═════ Provided text
Wednesday, February 20, 2019

Former Girl Scouts and Current Leaders and Innovators Share Their Advice for Today’s Girl Scouts



Today is Introduce a Girl to Engineering Day! To celebrate, we decided to inspire you with invaluable advice from top tech and science professionals, who happen to be G.I.R.L.s (Go-getters, Innovators, Risk-takers, Leaders)™ and Girl Scout Alums. Enjoy!

Jane Chappell
What is her current role, and how did Girl Scouts help her get there?
Jane Chappelle is vice president of global intelligence solutions mission area at Raytheon. This high-achieving Girl Scout alum has received Raytheon’s prestigious CEO Leadership Award.

Jane remembers her time at Girls Scouts as significant in helping her lay a foundation for her independence and form her courage and confidence. She didn’t have female role models in STEM growing up, but when she heard through Girl Scouts about the exciting projects computer science graduates were working on and the salaries they were making, she decided to enter the field. “I looked at computer science as solving puzzles,” explains Jane, something she enjoys to this day.

How did Girl Scouts prepare her to lead?
For Jane, the badges on her sash represented all of her accomplishments, but she also remembers working on team-oriented projects during Girl Scout meetings. These experiences taught her how to balance individual education and goals with team accomplishments and goals.

What advice would she give today’s Girl Scouts? 
“Have fun with your troop activities, and take advantage of all the different experiences and opportunities you can get exposed to as part of Girl Scouts.” 

Juanita Dawson
What is her current role, and how did Girl Scouts help her get there?
Juanita Dawson is a senior manager of information security, risk, and compliance for Raytheon Space and Airborne Systems, where she has brought many life lessons from Girl Scouting into her work. One lesson dates back to a Girl Scout tradition from 1912—“Do a good turn daily,” is the Girl Scout slogan that has guided Juanita. The phrase reminds her of the many ways girls can contribute positively to others’ lives. Juanita lives this ideal by always looking for ways to add value to the work she does, both professionally and personally. Her passion for service has led her from Brownies to the boardroom; she's now an elected member of the board of directors for Girls Scouts of Greater Los Angeles. Girl Scouts also formed her desire early on to pursue a STEM career. She worked on numerous science fairs, math decathlons, and debate teams to prepare for Girl Scout badges.

Juanita (in red) joins Girl Scouts of Greater LA at National Engineers Week.
How did Girl Scouts prepare her to lead?
Juanita says that Girl Scouts encouraged her to be a risk-taker and be comfortable with taking the lead. She credits her experiences at Girl Scouts with helping her reach her full potential as a leader in life and her career.
══════════
═════ Given data
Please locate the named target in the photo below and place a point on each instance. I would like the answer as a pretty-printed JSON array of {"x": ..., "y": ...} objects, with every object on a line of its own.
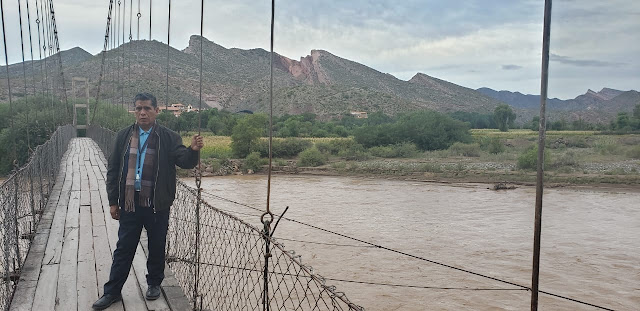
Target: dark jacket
[{"x": 171, "y": 152}]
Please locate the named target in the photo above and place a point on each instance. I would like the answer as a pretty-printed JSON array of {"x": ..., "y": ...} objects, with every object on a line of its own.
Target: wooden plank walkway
[{"x": 70, "y": 257}]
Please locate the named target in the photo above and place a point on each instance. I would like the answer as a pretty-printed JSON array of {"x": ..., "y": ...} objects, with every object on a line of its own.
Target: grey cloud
[
  {"x": 582, "y": 62},
  {"x": 511, "y": 67}
]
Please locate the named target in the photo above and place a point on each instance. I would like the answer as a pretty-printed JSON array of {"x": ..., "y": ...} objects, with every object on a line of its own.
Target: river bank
[
  {"x": 615, "y": 175},
  {"x": 587, "y": 249}
]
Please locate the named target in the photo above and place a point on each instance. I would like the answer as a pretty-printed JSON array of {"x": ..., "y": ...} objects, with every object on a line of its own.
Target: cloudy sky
[{"x": 473, "y": 43}]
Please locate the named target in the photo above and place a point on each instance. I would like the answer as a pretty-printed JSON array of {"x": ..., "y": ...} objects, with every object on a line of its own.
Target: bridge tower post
[{"x": 76, "y": 105}]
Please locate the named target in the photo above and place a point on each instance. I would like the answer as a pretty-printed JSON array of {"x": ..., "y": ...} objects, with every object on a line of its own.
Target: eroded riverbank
[{"x": 588, "y": 248}]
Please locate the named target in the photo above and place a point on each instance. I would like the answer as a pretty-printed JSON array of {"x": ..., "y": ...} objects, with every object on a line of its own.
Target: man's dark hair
[{"x": 146, "y": 96}]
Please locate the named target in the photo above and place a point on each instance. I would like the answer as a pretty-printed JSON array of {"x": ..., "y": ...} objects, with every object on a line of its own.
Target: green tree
[
  {"x": 504, "y": 117},
  {"x": 247, "y": 132}
]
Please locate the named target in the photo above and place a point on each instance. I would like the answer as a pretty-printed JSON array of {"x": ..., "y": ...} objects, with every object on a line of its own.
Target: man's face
[{"x": 146, "y": 113}]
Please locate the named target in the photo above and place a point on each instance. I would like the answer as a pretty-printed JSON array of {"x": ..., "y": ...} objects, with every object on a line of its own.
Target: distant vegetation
[
  {"x": 350, "y": 144},
  {"x": 36, "y": 119}
]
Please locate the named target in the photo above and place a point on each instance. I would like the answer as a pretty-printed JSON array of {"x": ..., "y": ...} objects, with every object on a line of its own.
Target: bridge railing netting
[
  {"x": 23, "y": 197},
  {"x": 230, "y": 268}
]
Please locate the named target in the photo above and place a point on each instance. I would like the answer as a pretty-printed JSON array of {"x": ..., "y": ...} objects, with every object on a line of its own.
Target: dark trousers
[{"x": 131, "y": 224}]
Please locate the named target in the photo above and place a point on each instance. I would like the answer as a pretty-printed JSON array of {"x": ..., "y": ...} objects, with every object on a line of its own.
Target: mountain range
[{"x": 320, "y": 83}]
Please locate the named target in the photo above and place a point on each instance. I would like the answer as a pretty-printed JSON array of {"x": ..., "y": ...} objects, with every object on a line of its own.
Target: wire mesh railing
[
  {"x": 23, "y": 197},
  {"x": 232, "y": 256}
]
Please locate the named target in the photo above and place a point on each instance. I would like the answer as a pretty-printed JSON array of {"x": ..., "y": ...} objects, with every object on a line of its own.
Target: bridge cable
[
  {"x": 150, "y": 6},
  {"x": 199, "y": 169},
  {"x": 104, "y": 56},
  {"x": 122, "y": 47},
  {"x": 33, "y": 71},
  {"x": 268, "y": 233},
  {"x": 117, "y": 55},
  {"x": 24, "y": 74},
  {"x": 138, "y": 15},
  {"x": 42, "y": 73},
  {"x": 45, "y": 35},
  {"x": 168, "y": 49},
  {"x": 57, "y": 48},
  {"x": 15, "y": 161},
  {"x": 130, "y": 43}
]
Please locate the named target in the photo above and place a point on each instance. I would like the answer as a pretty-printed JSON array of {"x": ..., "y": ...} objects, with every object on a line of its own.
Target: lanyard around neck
[{"x": 141, "y": 150}]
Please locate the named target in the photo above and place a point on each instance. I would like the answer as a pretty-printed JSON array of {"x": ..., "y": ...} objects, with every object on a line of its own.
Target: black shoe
[
  {"x": 153, "y": 292},
  {"x": 105, "y": 301}
]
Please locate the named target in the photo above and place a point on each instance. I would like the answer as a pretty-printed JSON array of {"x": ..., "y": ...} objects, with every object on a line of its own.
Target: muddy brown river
[{"x": 590, "y": 240}]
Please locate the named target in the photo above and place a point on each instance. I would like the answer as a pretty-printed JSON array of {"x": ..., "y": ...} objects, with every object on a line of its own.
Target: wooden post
[{"x": 535, "y": 278}]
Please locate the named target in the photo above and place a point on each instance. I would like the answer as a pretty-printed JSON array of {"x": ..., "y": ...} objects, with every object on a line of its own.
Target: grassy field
[{"x": 573, "y": 157}]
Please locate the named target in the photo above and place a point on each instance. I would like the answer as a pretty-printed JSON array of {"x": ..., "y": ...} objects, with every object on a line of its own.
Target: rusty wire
[
  {"x": 23, "y": 197},
  {"x": 232, "y": 259}
]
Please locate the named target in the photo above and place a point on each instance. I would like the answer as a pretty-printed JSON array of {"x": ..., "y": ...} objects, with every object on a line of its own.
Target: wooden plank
[
  {"x": 85, "y": 245},
  {"x": 91, "y": 175},
  {"x": 76, "y": 184},
  {"x": 68, "y": 272},
  {"x": 103, "y": 257},
  {"x": 97, "y": 212},
  {"x": 131, "y": 296},
  {"x": 68, "y": 171},
  {"x": 87, "y": 285},
  {"x": 23, "y": 298},
  {"x": 140, "y": 270},
  {"x": 53, "y": 250},
  {"x": 175, "y": 298},
  {"x": 98, "y": 173},
  {"x": 73, "y": 210},
  {"x": 46, "y": 288},
  {"x": 85, "y": 186}
]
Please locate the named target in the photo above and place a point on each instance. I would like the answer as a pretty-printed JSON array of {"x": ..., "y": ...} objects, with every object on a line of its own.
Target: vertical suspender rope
[
  {"x": 15, "y": 161},
  {"x": 150, "y": 6},
  {"x": 124, "y": 19},
  {"x": 24, "y": 74},
  {"x": 44, "y": 51},
  {"x": 6, "y": 60},
  {"x": 267, "y": 222},
  {"x": 544, "y": 81},
  {"x": 42, "y": 72},
  {"x": 104, "y": 55},
  {"x": 196, "y": 294},
  {"x": 33, "y": 71},
  {"x": 24, "y": 69},
  {"x": 138, "y": 15},
  {"x": 168, "y": 50},
  {"x": 117, "y": 28},
  {"x": 130, "y": 38},
  {"x": 60, "y": 69}
]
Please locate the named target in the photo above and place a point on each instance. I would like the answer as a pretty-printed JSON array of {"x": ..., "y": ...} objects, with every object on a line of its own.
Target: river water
[{"x": 590, "y": 240}]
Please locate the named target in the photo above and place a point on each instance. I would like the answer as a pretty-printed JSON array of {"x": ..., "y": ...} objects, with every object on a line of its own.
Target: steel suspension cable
[
  {"x": 150, "y": 6},
  {"x": 124, "y": 19},
  {"x": 117, "y": 28},
  {"x": 39, "y": 43},
  {"x": 6, "y": 60},
  {"x": 57, "y": 48},
  {"x": 199, "y": 173},
  {"x": 130, "y": 44},
  {"x": 104, "y": 56},
  {"x": 24, "y": 69},
  {"x": 24, "y": 74},
  {"x": 33, "y": 71},
  {"x": 267, "y": 222},
  {"x": 168, "y": 50},
  {"x": 138, "y": 15}
]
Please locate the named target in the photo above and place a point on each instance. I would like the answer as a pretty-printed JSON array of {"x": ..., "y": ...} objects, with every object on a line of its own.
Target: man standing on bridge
[{"x": 141, "y": 186}]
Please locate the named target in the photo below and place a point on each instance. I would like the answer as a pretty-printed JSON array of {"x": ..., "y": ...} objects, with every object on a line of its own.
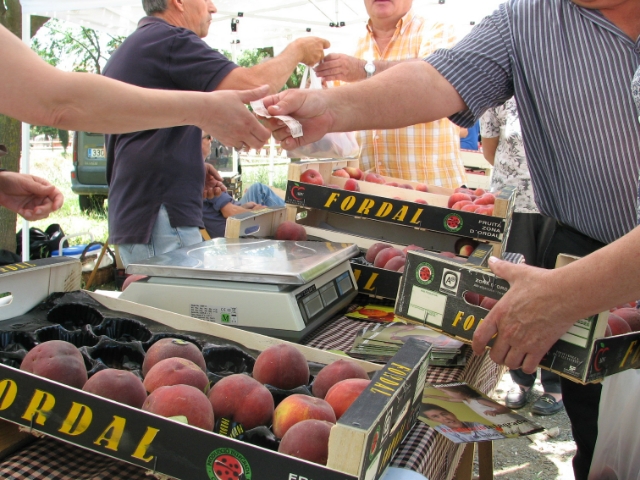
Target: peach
[
  {"x": 460, "y": 204},
  {"x": 308, "y": 440},
  {"x": 117, "y": 385},
  {"x": 354, "y": 172},
  {"x": 289, "y": 230},
  {"x": 412, "y": 247},
  {"x": 282, "y": 366},
  {"x": 334, "y": 373},
  {"x": 296, "y": 408},
  {"x": 456, "y": 197},
  {"x": 488, "y": 210},
  {"x": 470, "y": 208},
  {"x": 373, "y": 251},
  {"x": 242, "y": 399},
  {"x": 395, "y": 263},
  {"x": 181, "y": 402},
  {"x": 488, "y": 303},
  {"x": 352, "y": 185},
  {"x": 465, "y": 246},
  {"x": 172, "y": 347},
  {"x": 56, "y": 360},
  {"x": 174, "y": 371},
  {"x": 344, "y": 393},
  {"x": 373, "y": 177},
  {"x": 486, "y": 199},
  {"x": 618, "y": 325},
  {"x": 629, "y": 315},
  {"x": 385, "y": 255},
  {"x": 311, "y": 176}
]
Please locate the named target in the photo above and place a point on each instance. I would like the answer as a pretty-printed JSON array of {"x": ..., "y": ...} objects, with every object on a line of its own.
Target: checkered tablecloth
[{"x": 423, "y": 450}]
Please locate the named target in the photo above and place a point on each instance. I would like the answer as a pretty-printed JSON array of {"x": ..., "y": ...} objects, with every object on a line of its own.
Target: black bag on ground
[{"x": 41, "y": 244}]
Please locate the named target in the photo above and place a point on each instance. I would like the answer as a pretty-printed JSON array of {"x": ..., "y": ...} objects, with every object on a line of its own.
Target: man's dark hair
[{"x": 154, "y": 6}]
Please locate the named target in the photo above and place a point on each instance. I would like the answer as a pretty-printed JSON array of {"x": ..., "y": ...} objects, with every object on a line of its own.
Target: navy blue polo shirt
[{"x": 154, "y": 167}]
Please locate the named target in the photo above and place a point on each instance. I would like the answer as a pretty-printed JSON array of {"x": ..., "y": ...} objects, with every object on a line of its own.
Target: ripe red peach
[
  {"x": 385, "y": 255},
  {"x": 373, "y": 177},
  {"x": 334, "y": 373},
  {"x": 117, "y": 385},
  {"x": 308, "y": 440},
  {"x": 296, "y": 408},
  {"x": 354, "y": 172},
  {"x": 242, "y": 399},
  {"x": 289, "y": 230},
  {"x": 181, "y": 401},
  {"x": 56, "y": 360},
  {"x": 174, "y": 371},
  {"x": 456, "y": 197},
  {"x": 282, "y": 366},
  {"x": 374, "y": 249},
  {"x": 344, "y": 393},
  {"x": 172, "y": 347},
  {"x": 395, "y": 263},
  {"x": 311, "y": 176}
]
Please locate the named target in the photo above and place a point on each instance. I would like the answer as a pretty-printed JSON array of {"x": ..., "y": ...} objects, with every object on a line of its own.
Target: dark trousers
[
  {"x": 581, "y": 401},
  {"x": 528, "y": 234}
]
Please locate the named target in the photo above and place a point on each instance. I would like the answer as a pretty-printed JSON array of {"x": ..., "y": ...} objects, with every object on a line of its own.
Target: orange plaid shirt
[{"x": 427, "y": 152}]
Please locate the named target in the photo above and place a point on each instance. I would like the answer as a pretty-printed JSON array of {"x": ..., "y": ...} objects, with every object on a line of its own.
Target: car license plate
[{"x": 95, "y": 153}]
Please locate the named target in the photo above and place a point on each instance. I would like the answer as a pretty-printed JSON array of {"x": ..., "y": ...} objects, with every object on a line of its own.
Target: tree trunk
[{"x": 10, "y": 129}]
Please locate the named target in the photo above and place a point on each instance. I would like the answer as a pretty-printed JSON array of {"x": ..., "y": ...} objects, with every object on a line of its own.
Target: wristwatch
[{"x": 370, "y": 68}]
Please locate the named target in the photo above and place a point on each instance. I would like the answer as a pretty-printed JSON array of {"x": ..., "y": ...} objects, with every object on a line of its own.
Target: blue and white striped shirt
[{"x": 570, "y": 69}]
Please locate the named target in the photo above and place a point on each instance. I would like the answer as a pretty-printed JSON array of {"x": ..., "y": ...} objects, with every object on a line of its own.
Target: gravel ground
[{"x": 546, "y": 455}]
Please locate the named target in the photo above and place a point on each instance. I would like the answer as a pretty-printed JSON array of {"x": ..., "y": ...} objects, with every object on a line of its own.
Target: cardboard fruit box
[
  {"x": 432, "y": 293},
  {"x": 372, "y": 427},
  {"x": 374, "y": 281}
]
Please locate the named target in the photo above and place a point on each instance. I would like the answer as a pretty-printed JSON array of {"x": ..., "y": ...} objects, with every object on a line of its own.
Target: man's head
[
  {"x": 206, "y": 145},
  {"x": 194, "y": 15},
  {"x": 387, "y": 10}
]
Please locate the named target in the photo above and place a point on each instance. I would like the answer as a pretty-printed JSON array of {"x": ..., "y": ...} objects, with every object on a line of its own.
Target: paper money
[{"x": 292, "y": 123}]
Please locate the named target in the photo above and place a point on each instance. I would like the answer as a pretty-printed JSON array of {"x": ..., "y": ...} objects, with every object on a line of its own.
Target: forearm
[{"x": 410, "y": 93}]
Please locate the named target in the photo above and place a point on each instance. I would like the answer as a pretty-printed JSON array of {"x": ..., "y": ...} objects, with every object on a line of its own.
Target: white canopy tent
[{"x": 244, "y": 24}]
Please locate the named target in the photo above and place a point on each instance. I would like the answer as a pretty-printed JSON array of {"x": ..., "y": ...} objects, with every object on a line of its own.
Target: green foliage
[{"x": 73, "y": 48}]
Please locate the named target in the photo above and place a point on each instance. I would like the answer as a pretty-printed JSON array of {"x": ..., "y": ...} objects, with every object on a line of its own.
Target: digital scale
[{"x": 282, "y": 289}]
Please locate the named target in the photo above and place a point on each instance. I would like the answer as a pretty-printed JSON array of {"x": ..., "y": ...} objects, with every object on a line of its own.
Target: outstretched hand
[
  {"x": 308, "y": 107},
  {"x": 528, "y": 319},
  {"x": 231, "y": 122},
  {"x": 32, "y": 197}
]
══════════
Exercise requirements =>
Could you continue the post on Girl Scout alumni in tech and science, starting right after its final sentence?

Answer to the problem =>
What advice would she give today’s Girl Scouts? 
“Be the powerful voice that integrates technology, encourages innovation, and embraces diverse perspectives.”

Virginia Michaud
What is her current role, and how did Girl Scouts help her get there?
“Girls Scouts taught me I could do anything I set my mind to,” says Virginia Michaud, a Raytheon employee of 38 years who currently serves as its senior engineer and logistics specialist. This powerful lesson is one she carries with her today in the competitive engineering field. “Girl Scouts actually provided the STEM experience to girls before the phrase ‘STEM’ was coined. Girl Scouts has always provided activities for girls to expand their thought process of what they can do now and in the future.” Today she continues to pay forward the “you can do anything” message to countless young women as a Girl Scout troop leader for almost two decades.

Virginia (top right) is no stranger to empowering girls through outdoor adventures.
But inspiration and confidence are only part of Virginia’s Girl Scout–inspired story. Once, when working with a customer, her Girl Scout skills proved invaluable during a crisis. She saw the customer begin to have a seizure and immediately leapet into action, performing emergency first aid. Thanks to her Girl Scout training, Virginia had the tools to quickly assess the situation, act, and save a life.

How did Girl Scouts prepare her to lead?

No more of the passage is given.